▶ **Excerpted data**:
--- START ---

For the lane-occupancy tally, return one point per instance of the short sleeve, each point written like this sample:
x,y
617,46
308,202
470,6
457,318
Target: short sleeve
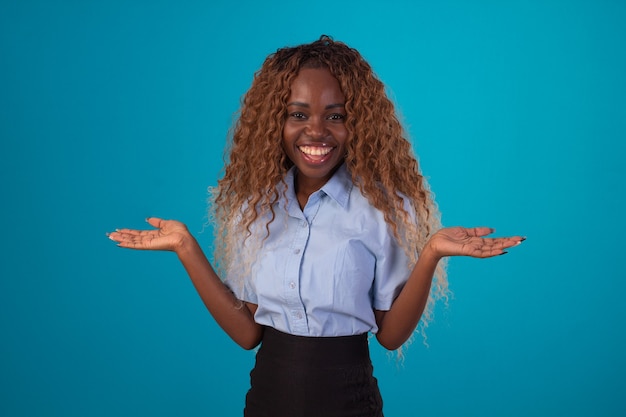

--- END ---

▶ **What is being asked**: Give back every line of the listing above word for word, leaving out the picture.

▶ **Exercise response**:
For the lane-occupancy tally, return one point per instance of the short sleeve, each point written like this sample:
x,y
617,46
308,202
470,6
457,318
Target: short sleeve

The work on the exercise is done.